Excerpted text –
Thursday, February 01, 2007

Upcoming Readings

Mark your calendars! I've got two readings coming up this month.

Monday, February 12, 8 pm- Telephone Bar- No Cover
149 2nd Ave (between 9th & 10th St.)

Sunday, Feburary 25, 6 pm- Cornelia Street Cafe- $6 (includes one drink)
29 Cornelia Street

Fun!

Monday, January 29, 2007

Tock Tick

My friend Tim's musical Tock Tick is opening at the Prospect Theater on February 5. The enticing blurb promises dragons, seagulls, and interstellar gondoliers, among other things. I am very much looking forward to this show.

Friday, January 26, 2007

Vancouver

M & I went to Seattle and Vancouver earlier this month. Here's a bit about Vancouver.

Vancouver is awash with construction cranes and gleaming green glass set before a ring of snowy mountains. The city is preparing for the 2010 Olympics, and it seems a city of pretty surfaces and fashionable people.

Our first day we wandered to touristy Gas Town (the closest approximation to an "old town" and hardly a central part of the city or dense mess of winding streets), and from there right into skid row. At the "steam clock", the major Gas Town landmark, a glassy-eyed man offered us a silver chain in exchange for food. As we moved along, there was a conflux of bearded hobos, gaunt prostitutes, men sleeping in the street; needle exchange and detox centers, shelters for women, and shelters for children . Payle$$ Meats sat beside Mission Possible. Balconies on a halfway house advertised nouns of encouragement: hope, faith, strength, courage.

This concentration of the needy struck us as odd, perhaps because the needy of New York are more diffuse and spread out, and perhaps more hidden. Here they seem to converge in one area, in stark contrast to the high-end gloss of the rest of downtown-- the joggers in Stanley Park, the highrises along Coal Harbour and in the West End, the yuppies of Yale Town. The rawness of skid row, I'm told, is older than the prospering sheen of the rest of the city. The institutions (the shelters, soup lines, etc.) are also relatively new.

We walked a good deal that first day, happy to end our wandering with martinis atop the Empire Landmark Hotel, slowly rotating over twinkling Vancouver. We admitted relief at not having been approached all afternoon. Later M. pondered the differences between the homeless in NYC subways and the homeless in Vancouver and other cities, hypothesizing that the relationship the homeless have with the subways here are unique and not present in other mass transit systems. We didn't take the Sky Train (though really it's more of a commuter rail) so we couldn't test the hypothesis.

The next day we were sore and achy and relied on the car. Abundant Granville Market (lunch: bratwurst and designer soda), foggy snow-crusted Kitsilano Beach (just lovely), and the UBC campus, separated from the city by a small forest. UBC was a bit of a disappointment; I enjoyed the small Belkin art gallery, warm and abuzz over a show opening, but we found the design of the campus odd-- parallel malls and apparently no welcoming central area. In the dark of the Thunderbird Arena, M. gave me my first driving lesson; I meant to go in circles and instead drove figure eights.

Supplied data –
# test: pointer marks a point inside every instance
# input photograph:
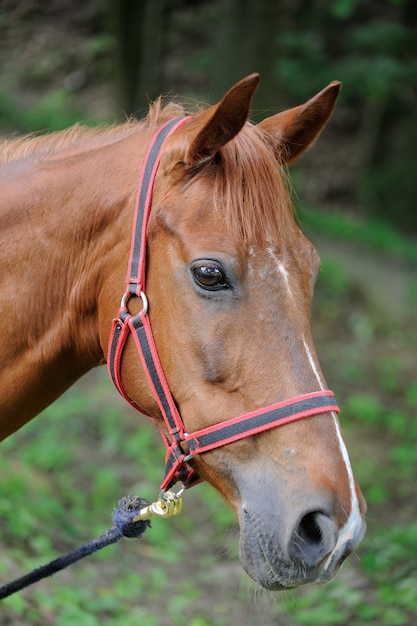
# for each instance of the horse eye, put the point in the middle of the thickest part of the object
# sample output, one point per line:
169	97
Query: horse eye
210	276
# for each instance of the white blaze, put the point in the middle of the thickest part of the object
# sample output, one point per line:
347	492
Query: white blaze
354	520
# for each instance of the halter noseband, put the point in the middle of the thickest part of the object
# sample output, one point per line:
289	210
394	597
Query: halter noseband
228	431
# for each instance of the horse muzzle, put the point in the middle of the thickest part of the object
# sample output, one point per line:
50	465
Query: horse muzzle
279	554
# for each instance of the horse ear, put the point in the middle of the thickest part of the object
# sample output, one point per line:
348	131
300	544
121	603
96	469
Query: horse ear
296	129
221	122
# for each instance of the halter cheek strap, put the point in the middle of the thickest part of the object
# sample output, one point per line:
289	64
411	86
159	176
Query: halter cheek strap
138	326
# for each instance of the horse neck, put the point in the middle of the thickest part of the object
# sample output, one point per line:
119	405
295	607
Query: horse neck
64	239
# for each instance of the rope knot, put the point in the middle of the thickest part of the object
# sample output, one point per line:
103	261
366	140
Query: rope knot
129	508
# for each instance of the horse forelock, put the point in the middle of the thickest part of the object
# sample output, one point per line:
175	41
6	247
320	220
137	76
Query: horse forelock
249	188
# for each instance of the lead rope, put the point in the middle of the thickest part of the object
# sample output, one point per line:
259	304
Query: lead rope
130	519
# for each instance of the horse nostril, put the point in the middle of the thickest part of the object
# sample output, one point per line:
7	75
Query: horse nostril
313	539
309	530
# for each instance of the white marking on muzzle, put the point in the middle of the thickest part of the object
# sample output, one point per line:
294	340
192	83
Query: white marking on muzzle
354	521
281	269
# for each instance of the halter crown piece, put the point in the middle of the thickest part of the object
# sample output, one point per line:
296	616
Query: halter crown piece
222	433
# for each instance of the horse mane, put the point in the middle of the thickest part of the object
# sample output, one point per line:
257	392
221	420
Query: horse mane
249	185
81	137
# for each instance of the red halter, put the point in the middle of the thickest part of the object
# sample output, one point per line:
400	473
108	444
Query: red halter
220	434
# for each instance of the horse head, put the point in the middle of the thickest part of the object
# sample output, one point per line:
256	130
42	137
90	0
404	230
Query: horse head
230	280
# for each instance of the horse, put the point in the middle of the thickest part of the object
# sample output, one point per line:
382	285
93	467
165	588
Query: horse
226	311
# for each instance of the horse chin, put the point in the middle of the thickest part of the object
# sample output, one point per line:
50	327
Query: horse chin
263	560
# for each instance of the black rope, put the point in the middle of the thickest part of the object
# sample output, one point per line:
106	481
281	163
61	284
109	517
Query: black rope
123	526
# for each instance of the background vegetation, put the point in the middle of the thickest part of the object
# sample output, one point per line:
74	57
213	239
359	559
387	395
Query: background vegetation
67	60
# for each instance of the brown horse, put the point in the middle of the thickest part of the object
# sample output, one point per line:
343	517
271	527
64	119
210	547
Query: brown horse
229	280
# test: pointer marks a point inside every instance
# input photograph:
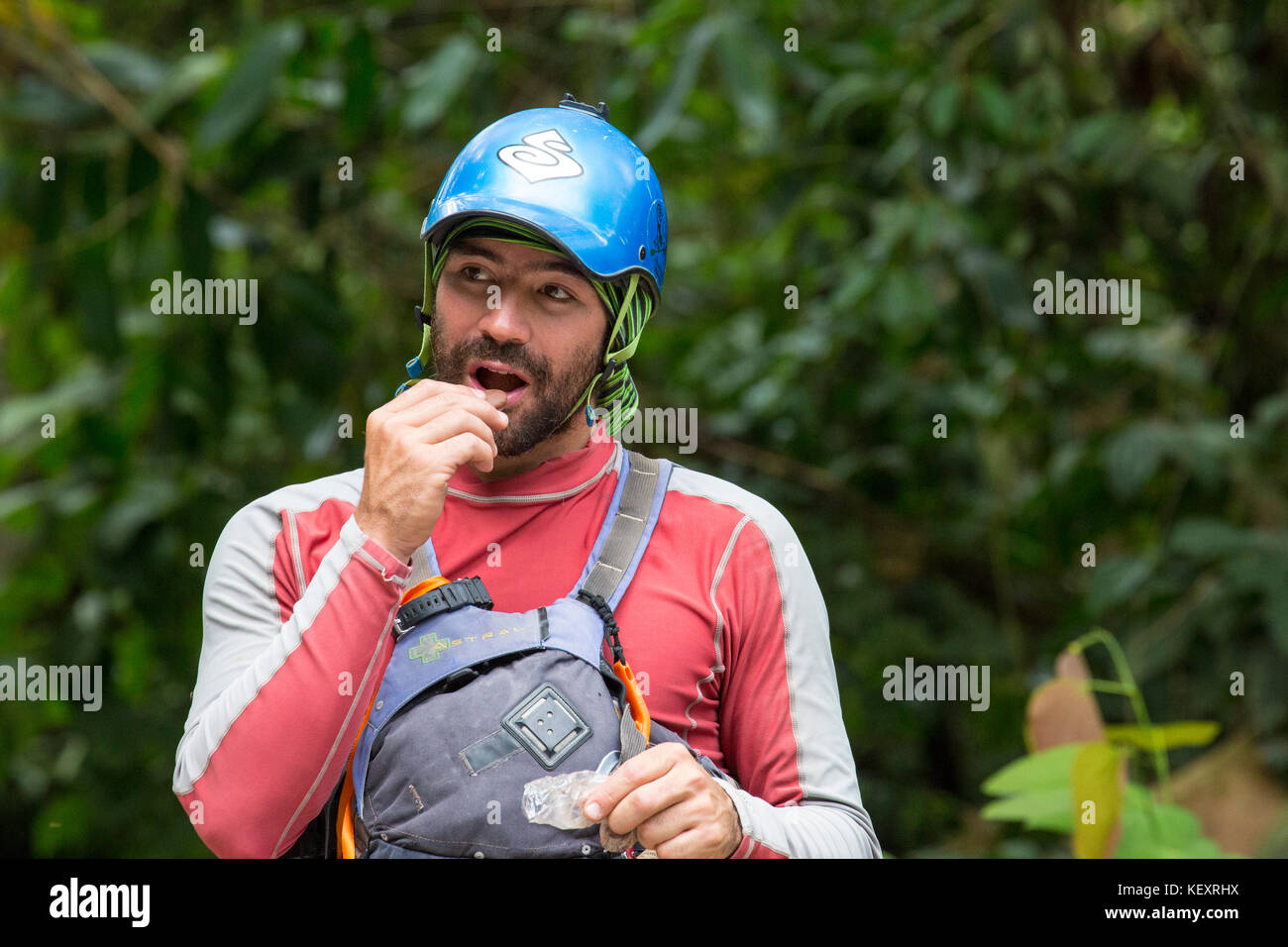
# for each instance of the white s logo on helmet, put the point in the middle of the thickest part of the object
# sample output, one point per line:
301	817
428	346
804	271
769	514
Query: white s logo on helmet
544	155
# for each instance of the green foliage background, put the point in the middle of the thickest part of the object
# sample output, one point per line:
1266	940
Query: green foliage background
807	167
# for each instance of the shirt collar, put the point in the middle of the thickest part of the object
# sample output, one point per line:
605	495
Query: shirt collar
557	478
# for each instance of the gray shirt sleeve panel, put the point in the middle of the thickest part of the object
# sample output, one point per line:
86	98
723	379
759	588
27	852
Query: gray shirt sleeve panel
815	828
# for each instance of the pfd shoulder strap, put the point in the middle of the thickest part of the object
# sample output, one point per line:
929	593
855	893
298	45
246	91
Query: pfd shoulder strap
636	514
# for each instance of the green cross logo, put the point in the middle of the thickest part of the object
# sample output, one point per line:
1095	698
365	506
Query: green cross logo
428	648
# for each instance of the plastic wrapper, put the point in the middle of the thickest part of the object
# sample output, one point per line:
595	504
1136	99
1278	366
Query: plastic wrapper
555	800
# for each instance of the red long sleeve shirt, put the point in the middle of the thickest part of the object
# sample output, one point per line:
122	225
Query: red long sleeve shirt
724	624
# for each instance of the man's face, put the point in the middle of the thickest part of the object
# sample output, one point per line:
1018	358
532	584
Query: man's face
523	321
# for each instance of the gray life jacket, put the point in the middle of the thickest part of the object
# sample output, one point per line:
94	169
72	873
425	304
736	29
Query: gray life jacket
476	703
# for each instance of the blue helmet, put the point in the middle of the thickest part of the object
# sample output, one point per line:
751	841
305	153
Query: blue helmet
574	176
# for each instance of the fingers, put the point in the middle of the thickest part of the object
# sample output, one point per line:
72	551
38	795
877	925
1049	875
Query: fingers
451	424
649	800
424	411
424	389
644	785
468	449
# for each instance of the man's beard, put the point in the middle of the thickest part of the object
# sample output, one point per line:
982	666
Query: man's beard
545	406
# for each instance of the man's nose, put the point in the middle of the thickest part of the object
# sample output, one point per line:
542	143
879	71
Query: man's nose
502	318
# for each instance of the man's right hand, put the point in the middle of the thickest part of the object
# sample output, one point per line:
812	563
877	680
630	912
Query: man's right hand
415	442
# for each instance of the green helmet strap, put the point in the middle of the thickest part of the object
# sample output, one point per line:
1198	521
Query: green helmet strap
629	307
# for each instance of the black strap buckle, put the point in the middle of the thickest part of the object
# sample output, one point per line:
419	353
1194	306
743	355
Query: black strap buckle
445	598
605	615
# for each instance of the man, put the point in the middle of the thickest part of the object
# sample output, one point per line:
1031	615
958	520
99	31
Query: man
545	252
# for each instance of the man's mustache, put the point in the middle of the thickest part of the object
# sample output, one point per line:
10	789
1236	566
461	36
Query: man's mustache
514	356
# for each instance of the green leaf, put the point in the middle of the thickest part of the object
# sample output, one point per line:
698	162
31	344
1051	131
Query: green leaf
1047	809
248	90
1164	736
1167	831
1132	458
1098	799
1039	771
432	86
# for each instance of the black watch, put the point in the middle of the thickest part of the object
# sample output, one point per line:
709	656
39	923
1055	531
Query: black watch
445	598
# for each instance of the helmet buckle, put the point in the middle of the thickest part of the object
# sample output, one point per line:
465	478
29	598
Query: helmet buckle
570	101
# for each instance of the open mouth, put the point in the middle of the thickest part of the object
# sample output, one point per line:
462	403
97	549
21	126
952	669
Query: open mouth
493	376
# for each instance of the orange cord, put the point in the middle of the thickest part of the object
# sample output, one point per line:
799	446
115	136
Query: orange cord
639	710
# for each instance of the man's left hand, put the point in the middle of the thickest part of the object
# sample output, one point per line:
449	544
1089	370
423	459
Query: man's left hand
671	801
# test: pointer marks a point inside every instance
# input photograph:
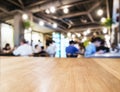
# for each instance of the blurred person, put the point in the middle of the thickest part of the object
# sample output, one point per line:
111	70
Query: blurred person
7	49
43	52
91	48
40	43
55	47
37	49
103	47
71	50
76	44
113	48
51	49
81	48
24	49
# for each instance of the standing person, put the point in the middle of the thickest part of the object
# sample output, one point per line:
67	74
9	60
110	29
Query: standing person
51	49
37	50
71	50
91	48
24	49
55	48
40	43
7	49
103	47
43	52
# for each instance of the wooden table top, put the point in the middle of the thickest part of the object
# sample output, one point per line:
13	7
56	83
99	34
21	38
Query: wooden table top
35	74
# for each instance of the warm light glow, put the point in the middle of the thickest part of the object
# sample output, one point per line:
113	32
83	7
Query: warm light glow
24	16
52	9
30	29
41	23
78	34
107	37
88	31
100	12
47	11
69	34
84	39
103	20
65	10
54	25
85	33
73	36
104	30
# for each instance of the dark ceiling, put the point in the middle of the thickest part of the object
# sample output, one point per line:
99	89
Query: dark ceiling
82	13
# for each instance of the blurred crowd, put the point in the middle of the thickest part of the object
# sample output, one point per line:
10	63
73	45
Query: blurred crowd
75	49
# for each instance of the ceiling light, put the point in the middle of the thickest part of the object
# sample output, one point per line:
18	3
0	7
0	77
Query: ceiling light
41	23
78	34
52	9
103	20
73	36
54	25
100	12
47	11
88	31
84	39
85	33
30	29
104	30
69	34
107	37
65	10
24	16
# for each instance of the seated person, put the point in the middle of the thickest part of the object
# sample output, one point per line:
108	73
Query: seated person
43	52
103	47
37	50
91	48
71	50
7	49
23	50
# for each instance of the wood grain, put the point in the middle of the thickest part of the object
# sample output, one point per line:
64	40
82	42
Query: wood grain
35	74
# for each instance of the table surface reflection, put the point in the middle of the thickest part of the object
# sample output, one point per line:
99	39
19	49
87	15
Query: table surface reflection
35	74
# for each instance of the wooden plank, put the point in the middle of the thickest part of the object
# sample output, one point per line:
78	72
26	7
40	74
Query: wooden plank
35	74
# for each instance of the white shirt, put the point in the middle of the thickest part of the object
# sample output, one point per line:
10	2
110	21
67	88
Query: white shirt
51	49
40	44
23	50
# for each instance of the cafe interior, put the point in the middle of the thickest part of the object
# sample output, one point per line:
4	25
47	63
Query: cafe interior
59	45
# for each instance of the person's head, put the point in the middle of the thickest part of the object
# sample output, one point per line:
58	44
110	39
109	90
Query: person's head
102	42
42	47
71	42
7	45
53	41
97	41
39	41
36	46
23	41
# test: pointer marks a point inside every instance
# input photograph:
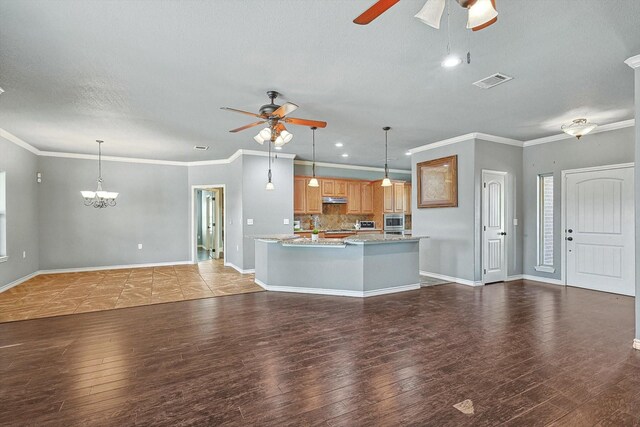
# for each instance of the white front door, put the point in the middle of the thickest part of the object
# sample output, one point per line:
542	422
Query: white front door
494	263
600	229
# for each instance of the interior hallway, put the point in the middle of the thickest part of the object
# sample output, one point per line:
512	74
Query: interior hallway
67	293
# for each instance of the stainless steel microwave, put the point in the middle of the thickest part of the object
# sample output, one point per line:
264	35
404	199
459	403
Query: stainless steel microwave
393	222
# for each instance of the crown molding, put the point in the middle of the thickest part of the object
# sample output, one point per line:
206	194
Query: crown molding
604	128
241	152
633	62
353	167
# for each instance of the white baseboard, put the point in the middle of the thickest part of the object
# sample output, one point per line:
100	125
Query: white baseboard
451	279
18	281
238	269
337	292
112	267
542	279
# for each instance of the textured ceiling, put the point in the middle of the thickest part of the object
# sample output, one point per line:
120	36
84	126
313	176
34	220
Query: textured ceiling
149	77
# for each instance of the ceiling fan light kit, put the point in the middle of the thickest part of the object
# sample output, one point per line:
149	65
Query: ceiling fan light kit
578	128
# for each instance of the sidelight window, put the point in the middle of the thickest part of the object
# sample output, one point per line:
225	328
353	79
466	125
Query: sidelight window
545	223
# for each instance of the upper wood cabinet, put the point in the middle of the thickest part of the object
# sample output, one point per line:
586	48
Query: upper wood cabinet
354	202
398	197
366	198
314	198
299	195
333	187
328	187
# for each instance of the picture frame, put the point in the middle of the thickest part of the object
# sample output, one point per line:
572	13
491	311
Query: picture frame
438	183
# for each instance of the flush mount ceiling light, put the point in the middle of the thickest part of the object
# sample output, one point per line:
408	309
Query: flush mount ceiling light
313	182
481	13
578	128
99	198
386	182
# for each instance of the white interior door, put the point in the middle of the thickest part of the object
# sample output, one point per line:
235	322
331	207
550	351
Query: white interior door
599	230
493	227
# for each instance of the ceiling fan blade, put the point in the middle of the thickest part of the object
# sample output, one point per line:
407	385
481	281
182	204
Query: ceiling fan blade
240	111
247	126
374	11
305	122
286	108
482	14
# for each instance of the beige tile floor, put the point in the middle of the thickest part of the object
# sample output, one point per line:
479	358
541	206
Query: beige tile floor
67	293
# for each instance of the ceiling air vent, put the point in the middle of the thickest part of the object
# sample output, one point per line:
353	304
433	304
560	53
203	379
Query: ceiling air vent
492	80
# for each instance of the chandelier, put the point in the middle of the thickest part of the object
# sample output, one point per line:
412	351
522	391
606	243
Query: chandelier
99	198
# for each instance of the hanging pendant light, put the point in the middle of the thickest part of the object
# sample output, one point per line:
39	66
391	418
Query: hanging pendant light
270	186
313	182
386	182
578	128
99	198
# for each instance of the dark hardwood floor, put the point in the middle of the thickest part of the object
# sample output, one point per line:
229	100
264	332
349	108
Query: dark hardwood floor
524	353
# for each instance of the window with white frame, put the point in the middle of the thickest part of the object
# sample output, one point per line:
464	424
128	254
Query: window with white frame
545	223
3	216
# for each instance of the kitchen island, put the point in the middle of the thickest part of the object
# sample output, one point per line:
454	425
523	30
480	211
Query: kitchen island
357	266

Exercise set –
1. Return the blog text's passage exactly, starting at the words containing "M & I went to" and stopping after "and fashionable people.".
2. List every line in the records that contains the string "blaze".

The answers –
1.
M & I went to Seattle and Vancouver earlier this month. Here's a bit about Vancouver.

Vancouver is awash with construction cranes and gleaming green glass set before a ring of snowy mountains. The city is preparing for the 2010 Olympics, and it seems a city of pretty surfaces and fashionable people.

2.
# for each instance of the white blaze, put the point in the middle of the thickest part of the object
Query: white blaze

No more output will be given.